### EXERCISE INPUTS
— begin —
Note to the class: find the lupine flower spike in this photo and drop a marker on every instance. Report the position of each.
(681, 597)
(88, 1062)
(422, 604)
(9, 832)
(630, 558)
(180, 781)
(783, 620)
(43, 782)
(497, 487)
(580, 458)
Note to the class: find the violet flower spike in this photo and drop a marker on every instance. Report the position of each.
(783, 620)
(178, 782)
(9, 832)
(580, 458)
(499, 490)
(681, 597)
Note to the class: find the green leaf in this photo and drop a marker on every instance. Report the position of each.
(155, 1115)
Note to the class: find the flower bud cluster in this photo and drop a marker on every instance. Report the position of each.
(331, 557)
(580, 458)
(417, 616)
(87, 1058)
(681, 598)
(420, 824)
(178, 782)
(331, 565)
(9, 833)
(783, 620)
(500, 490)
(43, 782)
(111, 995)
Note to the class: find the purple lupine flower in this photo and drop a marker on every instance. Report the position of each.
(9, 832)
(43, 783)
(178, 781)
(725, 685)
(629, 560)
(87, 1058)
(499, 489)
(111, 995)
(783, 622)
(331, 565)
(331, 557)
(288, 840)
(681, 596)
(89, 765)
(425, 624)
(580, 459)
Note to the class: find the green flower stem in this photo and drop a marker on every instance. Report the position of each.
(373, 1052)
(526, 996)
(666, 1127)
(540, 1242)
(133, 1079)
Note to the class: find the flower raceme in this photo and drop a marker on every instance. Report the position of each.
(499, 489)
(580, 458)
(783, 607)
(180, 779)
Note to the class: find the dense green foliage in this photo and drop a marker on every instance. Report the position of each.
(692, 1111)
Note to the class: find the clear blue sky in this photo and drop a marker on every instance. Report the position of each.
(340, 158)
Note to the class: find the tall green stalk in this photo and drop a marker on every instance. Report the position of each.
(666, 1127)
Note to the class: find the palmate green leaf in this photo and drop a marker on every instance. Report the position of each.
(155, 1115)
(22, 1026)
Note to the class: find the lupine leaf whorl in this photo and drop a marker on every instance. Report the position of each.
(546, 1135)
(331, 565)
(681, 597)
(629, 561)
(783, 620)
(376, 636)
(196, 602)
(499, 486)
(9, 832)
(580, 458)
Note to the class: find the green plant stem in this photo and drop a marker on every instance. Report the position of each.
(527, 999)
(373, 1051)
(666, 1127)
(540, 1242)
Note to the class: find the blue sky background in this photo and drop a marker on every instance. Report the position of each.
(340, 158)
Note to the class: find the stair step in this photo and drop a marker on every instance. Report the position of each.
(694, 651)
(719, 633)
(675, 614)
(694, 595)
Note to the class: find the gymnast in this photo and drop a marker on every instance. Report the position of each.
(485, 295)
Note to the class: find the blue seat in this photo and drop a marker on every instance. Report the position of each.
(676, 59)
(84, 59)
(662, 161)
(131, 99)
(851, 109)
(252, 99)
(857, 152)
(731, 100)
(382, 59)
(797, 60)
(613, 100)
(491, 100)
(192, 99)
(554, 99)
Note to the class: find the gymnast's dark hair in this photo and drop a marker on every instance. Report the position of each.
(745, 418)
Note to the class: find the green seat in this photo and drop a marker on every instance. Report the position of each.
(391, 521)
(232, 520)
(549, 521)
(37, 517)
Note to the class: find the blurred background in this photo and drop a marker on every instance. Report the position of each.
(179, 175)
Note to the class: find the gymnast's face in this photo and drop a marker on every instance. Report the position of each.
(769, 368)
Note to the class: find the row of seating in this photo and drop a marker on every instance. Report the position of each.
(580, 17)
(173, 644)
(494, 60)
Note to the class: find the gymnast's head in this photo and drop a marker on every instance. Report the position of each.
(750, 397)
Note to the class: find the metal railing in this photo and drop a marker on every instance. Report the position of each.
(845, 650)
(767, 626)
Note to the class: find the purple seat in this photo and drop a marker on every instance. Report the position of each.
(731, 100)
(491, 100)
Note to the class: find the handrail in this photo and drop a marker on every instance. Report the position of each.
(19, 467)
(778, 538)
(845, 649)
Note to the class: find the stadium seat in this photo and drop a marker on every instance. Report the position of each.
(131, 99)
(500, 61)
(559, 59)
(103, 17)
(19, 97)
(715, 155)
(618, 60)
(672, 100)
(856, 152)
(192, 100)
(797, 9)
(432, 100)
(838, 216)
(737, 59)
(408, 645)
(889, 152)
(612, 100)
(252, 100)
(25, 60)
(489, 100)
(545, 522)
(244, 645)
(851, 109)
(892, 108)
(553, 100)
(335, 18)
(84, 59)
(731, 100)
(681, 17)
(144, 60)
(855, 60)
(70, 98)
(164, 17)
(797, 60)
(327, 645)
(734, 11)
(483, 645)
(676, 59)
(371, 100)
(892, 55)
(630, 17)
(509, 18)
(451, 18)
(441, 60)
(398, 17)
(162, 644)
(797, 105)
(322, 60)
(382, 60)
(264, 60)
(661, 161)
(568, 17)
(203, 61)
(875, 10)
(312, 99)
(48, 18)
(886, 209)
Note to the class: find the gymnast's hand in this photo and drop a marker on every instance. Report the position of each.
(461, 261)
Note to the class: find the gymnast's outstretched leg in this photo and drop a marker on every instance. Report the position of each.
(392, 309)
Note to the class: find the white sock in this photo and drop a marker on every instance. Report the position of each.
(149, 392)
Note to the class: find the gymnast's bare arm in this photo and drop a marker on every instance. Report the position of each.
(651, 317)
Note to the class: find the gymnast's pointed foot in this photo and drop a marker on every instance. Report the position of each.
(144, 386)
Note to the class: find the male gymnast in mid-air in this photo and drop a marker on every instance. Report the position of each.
— end —
— begin —
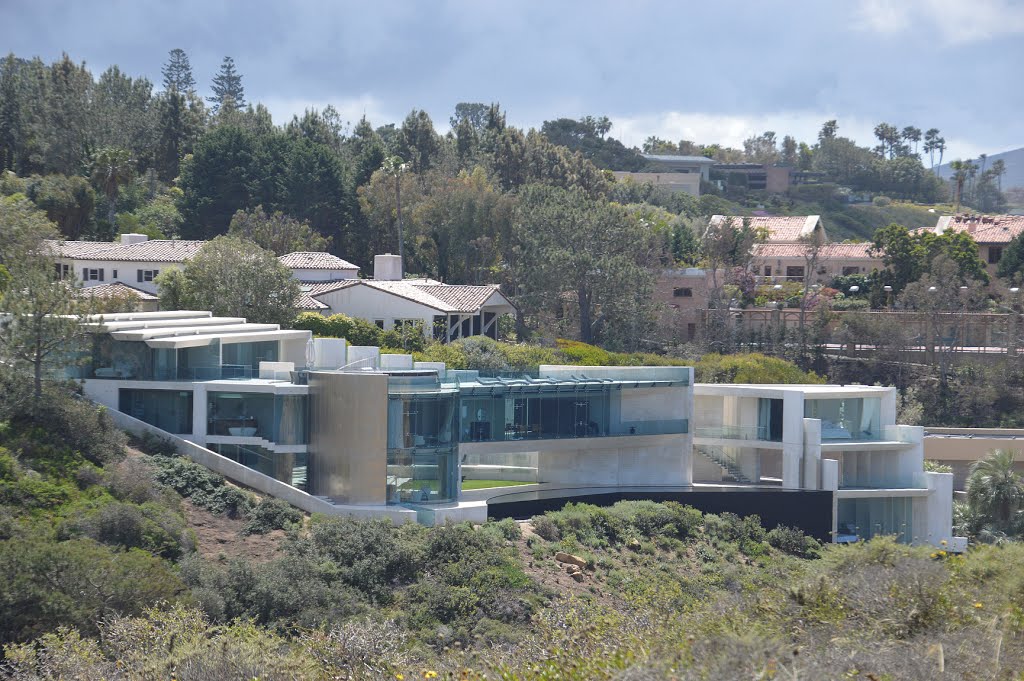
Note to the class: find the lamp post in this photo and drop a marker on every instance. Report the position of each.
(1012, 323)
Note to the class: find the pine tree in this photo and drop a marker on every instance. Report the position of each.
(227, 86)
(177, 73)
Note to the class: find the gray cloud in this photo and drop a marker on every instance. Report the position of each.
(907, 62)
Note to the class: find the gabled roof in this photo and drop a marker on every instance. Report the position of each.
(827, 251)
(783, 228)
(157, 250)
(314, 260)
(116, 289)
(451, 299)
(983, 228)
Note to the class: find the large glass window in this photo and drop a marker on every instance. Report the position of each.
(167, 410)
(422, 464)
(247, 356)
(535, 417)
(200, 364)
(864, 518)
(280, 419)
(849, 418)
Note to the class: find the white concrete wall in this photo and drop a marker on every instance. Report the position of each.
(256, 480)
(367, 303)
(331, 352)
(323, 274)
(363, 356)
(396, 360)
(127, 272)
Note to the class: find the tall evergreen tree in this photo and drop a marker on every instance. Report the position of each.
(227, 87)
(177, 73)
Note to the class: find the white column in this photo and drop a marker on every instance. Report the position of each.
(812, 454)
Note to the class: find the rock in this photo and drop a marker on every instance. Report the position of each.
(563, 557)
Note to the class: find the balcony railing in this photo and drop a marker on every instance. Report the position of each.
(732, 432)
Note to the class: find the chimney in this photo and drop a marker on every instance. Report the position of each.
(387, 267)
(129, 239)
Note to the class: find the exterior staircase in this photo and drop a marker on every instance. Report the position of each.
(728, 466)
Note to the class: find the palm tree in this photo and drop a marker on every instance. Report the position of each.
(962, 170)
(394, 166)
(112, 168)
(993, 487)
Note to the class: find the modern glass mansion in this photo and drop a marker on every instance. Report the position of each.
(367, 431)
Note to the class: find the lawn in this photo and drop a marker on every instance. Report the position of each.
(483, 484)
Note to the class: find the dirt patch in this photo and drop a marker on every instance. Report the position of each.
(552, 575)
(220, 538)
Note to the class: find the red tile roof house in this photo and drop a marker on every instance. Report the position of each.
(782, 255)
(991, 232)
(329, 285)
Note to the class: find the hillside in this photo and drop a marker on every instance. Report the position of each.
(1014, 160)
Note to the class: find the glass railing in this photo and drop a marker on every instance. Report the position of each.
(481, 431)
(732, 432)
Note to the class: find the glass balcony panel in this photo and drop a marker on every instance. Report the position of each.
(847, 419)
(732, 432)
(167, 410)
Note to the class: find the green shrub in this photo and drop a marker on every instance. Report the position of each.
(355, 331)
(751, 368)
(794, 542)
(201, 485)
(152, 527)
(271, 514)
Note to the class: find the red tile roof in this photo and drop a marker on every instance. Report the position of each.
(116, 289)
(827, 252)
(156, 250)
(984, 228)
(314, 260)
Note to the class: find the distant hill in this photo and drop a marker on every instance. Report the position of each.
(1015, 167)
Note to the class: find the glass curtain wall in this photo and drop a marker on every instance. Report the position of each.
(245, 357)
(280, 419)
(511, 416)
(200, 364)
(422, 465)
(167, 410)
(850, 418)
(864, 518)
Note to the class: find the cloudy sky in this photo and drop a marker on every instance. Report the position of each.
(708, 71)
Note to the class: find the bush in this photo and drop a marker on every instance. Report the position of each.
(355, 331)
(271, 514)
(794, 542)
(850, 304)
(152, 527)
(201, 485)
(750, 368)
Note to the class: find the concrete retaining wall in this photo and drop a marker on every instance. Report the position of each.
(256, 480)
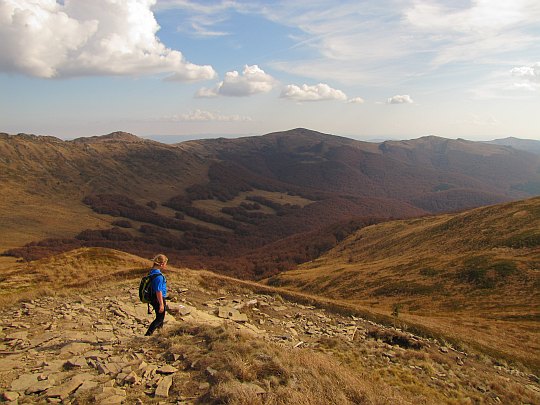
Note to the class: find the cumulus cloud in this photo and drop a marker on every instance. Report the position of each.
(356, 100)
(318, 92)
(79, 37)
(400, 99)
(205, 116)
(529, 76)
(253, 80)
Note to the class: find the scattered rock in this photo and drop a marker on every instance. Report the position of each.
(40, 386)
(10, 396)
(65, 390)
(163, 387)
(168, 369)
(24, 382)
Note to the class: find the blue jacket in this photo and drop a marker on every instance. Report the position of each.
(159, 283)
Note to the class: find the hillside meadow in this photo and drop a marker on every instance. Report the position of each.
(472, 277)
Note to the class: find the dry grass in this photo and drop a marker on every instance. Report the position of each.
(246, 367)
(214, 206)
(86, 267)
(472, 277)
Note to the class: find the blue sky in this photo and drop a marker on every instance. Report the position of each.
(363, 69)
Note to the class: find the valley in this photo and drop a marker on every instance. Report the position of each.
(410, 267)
— end —
### YOUR OBJECTIVE
Pull out each line of the material above that contains the word "stem".

### ANSWER TO THIS TASK
Note to the class: find the green flower stem in this photo and drop a marker on every instance. Report the position of each.
Note to the class: find the green plant stem in this photo and drop a marker on every instance. Report the position of each.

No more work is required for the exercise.